__Données extraites__
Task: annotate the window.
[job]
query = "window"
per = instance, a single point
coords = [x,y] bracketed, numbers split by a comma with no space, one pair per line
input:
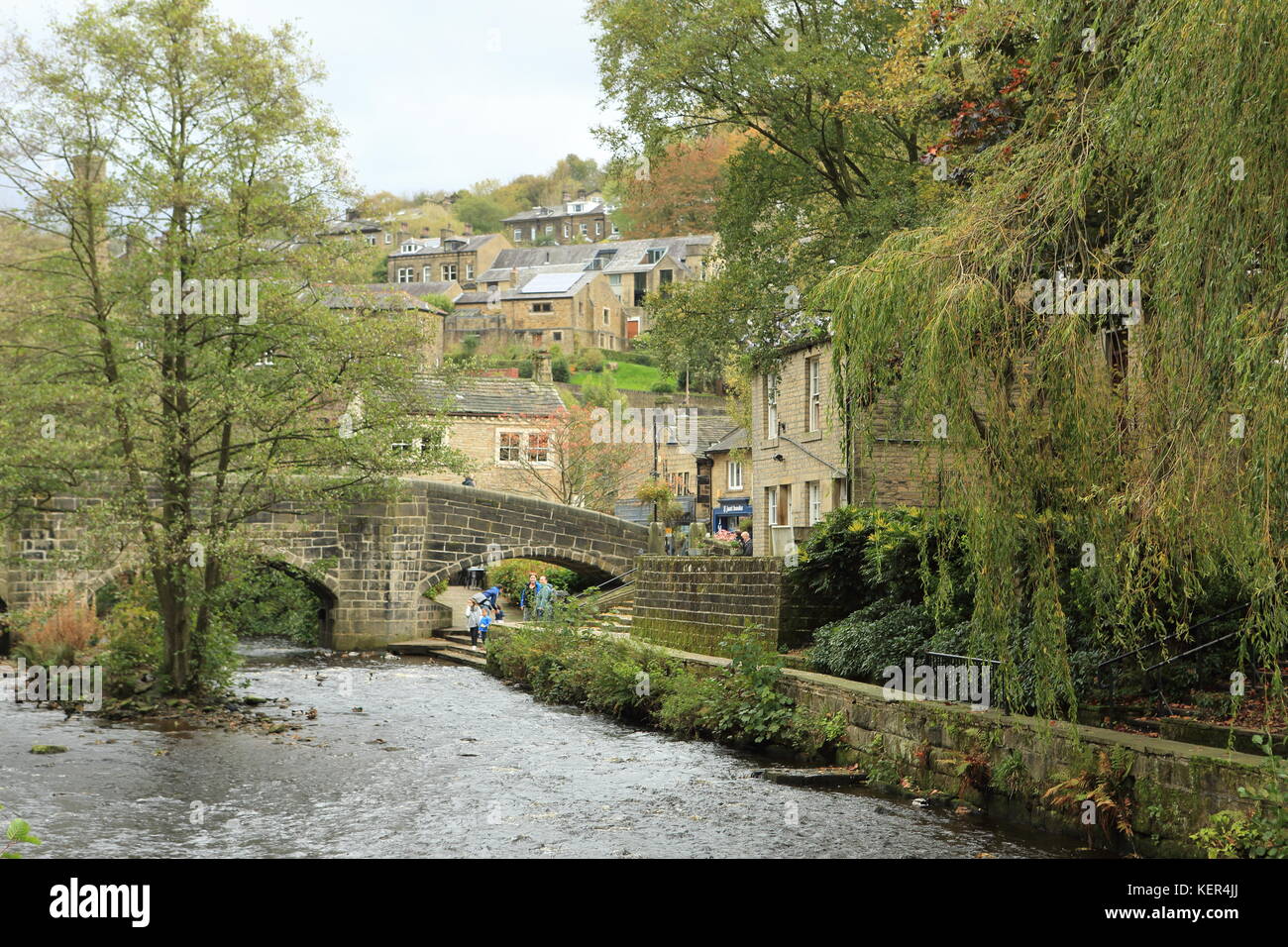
[815,393]
[509,446]
[539,447]
[515,447]
[771,407]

__Objectif fixé__
Transcrivez les entrées ci-dessus sous forme de liste JSON de chaînes, une chaîne par ligne, sans les lignes vides ni les images.

__Réponse attendue__
[
  "Task: annotate the window.",
  "[job]",
  "query = \"window\"",
  "per = instance, a single point",
  "coords = [x,y] bracketed, numbers split by a comma with no space, one pair per line",
  "input:",
  "[815,393]",
  "[509,446]",
  "[539,447]",
  "[515,447]",
  "[771,407]"
]